▸ **JOB**
State how many lines in the records contain the string "Locate". Reply with that number only.

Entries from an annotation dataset
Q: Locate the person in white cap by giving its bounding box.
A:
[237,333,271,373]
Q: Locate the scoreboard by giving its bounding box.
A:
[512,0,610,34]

▸ **CORRECT RESPONSE**
2